Repeat the records verbatim and leave the pictures out of your copy.

========================================

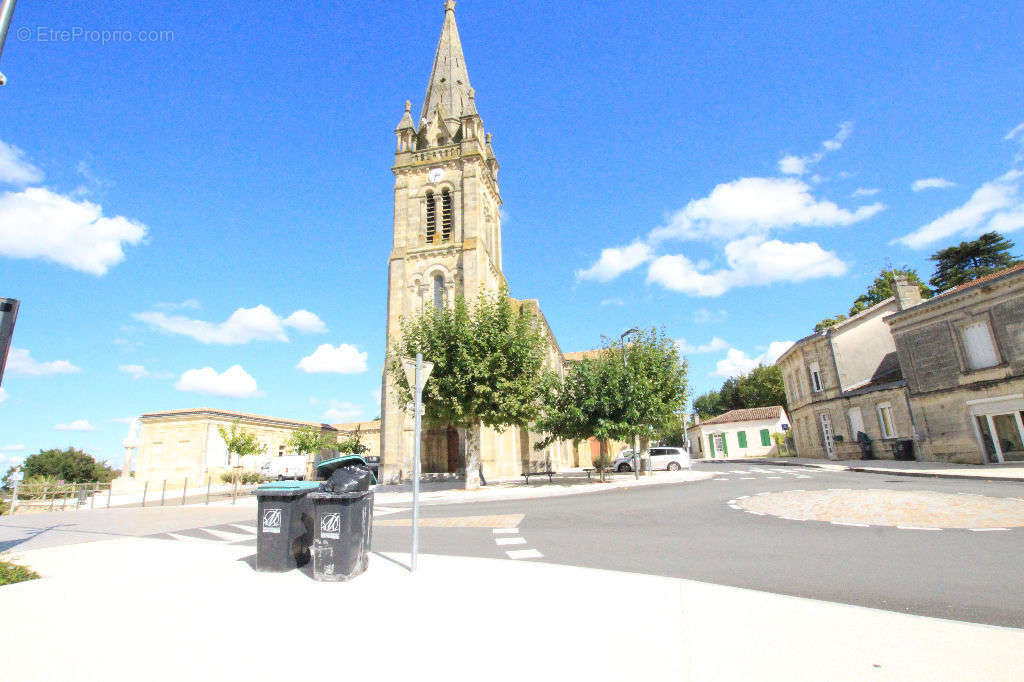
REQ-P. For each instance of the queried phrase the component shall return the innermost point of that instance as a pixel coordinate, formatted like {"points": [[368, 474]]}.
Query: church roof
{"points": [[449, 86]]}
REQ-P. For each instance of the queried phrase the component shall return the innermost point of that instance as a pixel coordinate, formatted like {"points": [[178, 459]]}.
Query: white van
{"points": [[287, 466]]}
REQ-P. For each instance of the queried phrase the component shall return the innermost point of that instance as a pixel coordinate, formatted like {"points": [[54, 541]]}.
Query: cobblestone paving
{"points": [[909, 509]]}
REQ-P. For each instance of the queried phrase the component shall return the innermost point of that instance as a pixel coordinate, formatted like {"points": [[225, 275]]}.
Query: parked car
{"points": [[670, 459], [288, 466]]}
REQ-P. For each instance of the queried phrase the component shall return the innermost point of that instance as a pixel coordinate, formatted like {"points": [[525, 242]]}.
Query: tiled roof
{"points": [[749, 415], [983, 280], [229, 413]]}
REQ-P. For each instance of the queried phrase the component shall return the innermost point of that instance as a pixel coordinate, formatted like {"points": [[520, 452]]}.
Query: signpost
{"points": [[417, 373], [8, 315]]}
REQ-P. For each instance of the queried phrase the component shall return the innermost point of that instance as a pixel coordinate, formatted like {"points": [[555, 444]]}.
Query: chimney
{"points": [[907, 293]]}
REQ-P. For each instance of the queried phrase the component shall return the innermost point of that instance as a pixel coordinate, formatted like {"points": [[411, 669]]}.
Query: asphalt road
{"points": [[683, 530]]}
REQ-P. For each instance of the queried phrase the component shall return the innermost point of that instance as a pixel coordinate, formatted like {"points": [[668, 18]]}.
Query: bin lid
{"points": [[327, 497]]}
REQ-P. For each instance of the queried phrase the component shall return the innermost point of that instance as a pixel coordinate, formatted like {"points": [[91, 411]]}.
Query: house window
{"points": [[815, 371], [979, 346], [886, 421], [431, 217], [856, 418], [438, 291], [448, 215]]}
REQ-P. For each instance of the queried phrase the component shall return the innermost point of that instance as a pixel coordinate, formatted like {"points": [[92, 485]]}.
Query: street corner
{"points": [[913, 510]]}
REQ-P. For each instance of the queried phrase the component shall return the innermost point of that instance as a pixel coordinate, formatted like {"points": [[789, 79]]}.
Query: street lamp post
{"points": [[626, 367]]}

========================================

#### [Solution to the problem]
REQ-P. For each instance of the queried phrase the component shall return the innermost point of that instance as a pixel coordinate, formatted like {"points": [[368, 474]]}.
Query: church roof
{"points": [[449, 86]]}
REQ-P. For each instance of the queried phrase the component shall return the innermost point of that instance as a pixel coordinate, formatted like {"points": [[178, 459]]}.
Query: white van
{"points": [[287, 466]]}
REQ-P. For each instance of the queried phrase the component shall return the innermost point of that instance as a pixel coordinate, formatted like {"points": [[54, 541]]}.
Query: cobblestone paving
{"points": [[909, 509]]}
REQ-P. For each instance of the queried phrase the component shall return the innermost point of that instance as a pixel coordinate, formatted like {"points": [[225, 275]]}.
Query: parked car
{"points": [[670, 459], [288, 466]]}
REQ-P. For each instance of the queried phrase the component shall return the innermost point of that instance as a pixel coordinate, formatted like {"points": [[525, 242]]}.
Query: tiled roof
{"points": [[749, 415], [983, 280], [229, 413]]}
REQ-P. For each instance of the queried phrase the component shall return the innermost point of that instance as a pixel coordinate, formatted like {"points": [[520, 452]]}.
Query: signpost
{"points": [[417, 373], [8, 315]]}
REQ-P. For each instance of the queried phrase the component shall return the innermost point of that instance as a pixel coordinate, formatted like {"points": [[555, 444]]}.
Query: chimney
{"points": [[907, 293]]}
REQ-P. For each instance of the queried phrase the component shall return the innermost point of that instance as a pixel coordinate, formatted like {"points": [[411, 669]]}.
Query: asphalt road
{"points": [[683, 530]]}
REQ-P. For each instance of the queried phrase the component shall return the innermost point of that instance as a pixel coordinate, formatted like {"points": [[668, 18]]}.
Query: bin lid
{"points": [[327, 497]]}
REQ-P. For each instance of the queried phrase the component shall return the innermost point of that instance as a pixel coordinate, formatted like {"points": [[91, 411]]}.
Query: house window
{"points": [[815, 371], [979, 346], [886, 421], [431, 217], [856, 418], [438, 291], [448, 215]]}
REQ-P. For each instance of the queried phrase the component shall return the innermost point of that instance as a pixel coordinate, formatted like {"points": [[92, 485]]}.
Query: street corner
{"points": [[913, 510]]}
REQ-P. For each instance of the queried phrase the component shall return the innermost point of that instance as a pixel coordinate, formatted like {"points": [[789, 79]]}.
Query: street lamp post
{"points": [[626, 367]]}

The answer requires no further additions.